DIRECTIONS FOR THIS TASK ->
Identify every line in the records below that contains the word "sneaker", and copy each of those lines.
BEGIN RECORDS TO USE
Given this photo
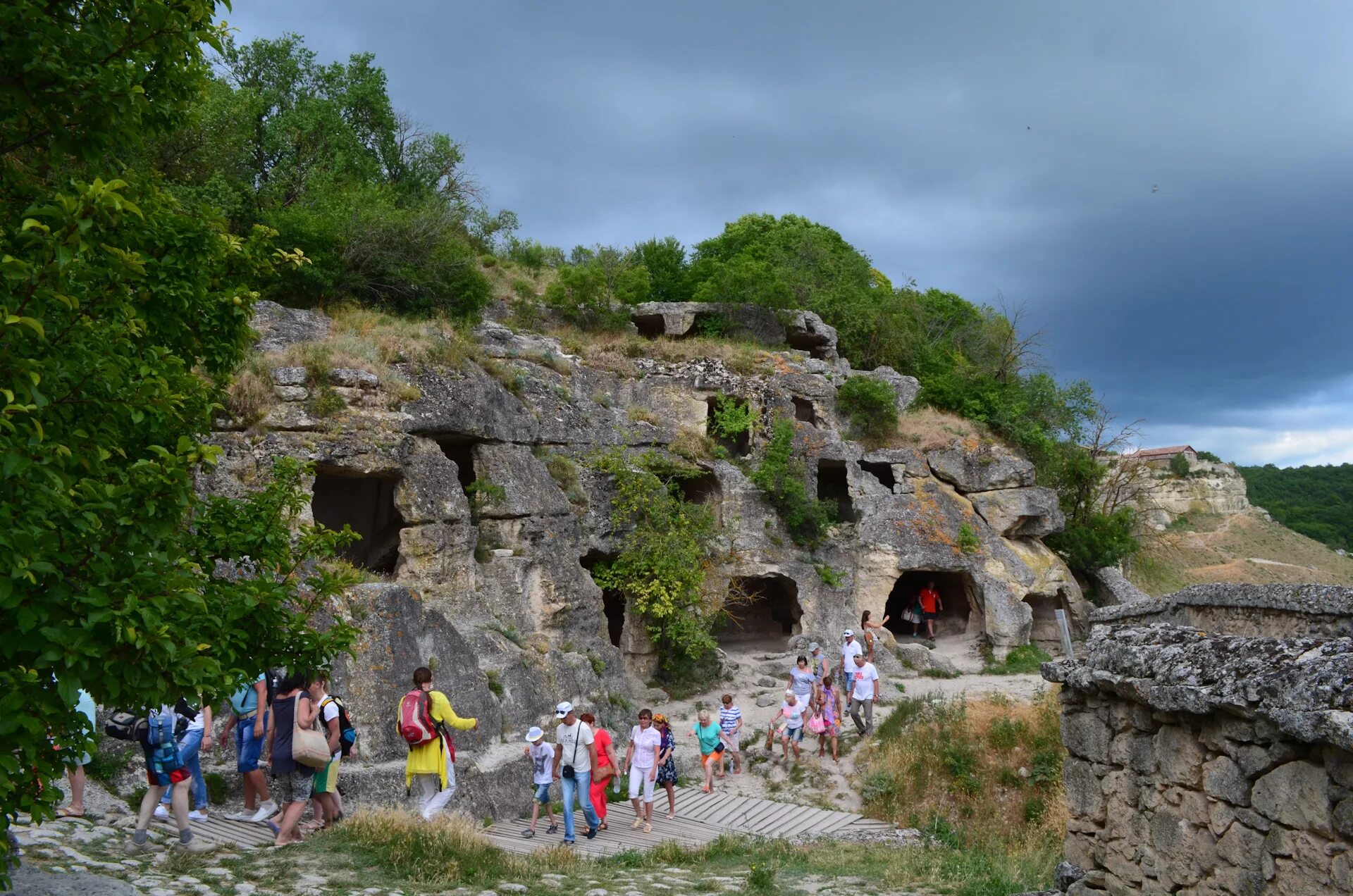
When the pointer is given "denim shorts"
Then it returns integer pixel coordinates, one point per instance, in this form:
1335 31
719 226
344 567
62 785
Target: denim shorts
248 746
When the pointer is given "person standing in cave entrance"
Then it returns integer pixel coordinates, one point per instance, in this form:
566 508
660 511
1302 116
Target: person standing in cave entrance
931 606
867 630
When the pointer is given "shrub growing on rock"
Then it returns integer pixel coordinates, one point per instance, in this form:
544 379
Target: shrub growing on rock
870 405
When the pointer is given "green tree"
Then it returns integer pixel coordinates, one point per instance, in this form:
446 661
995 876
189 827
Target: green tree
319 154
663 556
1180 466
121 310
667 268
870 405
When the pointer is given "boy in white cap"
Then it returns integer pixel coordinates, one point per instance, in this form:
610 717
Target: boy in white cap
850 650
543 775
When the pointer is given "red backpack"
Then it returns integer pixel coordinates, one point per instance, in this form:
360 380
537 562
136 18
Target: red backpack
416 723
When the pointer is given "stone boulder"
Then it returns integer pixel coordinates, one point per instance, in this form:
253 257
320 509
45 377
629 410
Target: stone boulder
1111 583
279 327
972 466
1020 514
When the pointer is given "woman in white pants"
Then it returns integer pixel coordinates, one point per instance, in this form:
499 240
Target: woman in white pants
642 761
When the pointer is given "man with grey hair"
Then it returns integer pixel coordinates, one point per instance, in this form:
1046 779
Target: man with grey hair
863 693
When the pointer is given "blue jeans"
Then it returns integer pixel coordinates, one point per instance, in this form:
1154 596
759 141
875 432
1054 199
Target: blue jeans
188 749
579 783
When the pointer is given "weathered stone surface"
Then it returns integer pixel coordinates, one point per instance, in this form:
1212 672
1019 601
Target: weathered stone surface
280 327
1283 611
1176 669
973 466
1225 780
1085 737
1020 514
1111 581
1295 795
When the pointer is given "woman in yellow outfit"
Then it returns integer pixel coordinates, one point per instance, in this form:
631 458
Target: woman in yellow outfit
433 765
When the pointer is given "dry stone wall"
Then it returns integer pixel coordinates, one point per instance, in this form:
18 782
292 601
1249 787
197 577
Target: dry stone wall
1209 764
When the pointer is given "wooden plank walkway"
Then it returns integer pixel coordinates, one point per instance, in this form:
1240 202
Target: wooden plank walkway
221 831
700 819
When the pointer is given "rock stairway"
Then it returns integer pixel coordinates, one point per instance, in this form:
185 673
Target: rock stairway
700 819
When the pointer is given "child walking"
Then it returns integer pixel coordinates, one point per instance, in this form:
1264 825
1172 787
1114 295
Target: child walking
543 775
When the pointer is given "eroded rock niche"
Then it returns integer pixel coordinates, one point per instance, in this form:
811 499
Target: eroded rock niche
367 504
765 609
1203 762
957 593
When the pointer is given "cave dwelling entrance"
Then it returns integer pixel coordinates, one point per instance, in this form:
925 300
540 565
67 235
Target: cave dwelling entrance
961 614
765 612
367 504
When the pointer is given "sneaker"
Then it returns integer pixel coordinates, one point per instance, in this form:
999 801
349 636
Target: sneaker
END RECORDS TO USE
ANSWER BOX ->
When the pointer is given "sneaker"
Target: sneaker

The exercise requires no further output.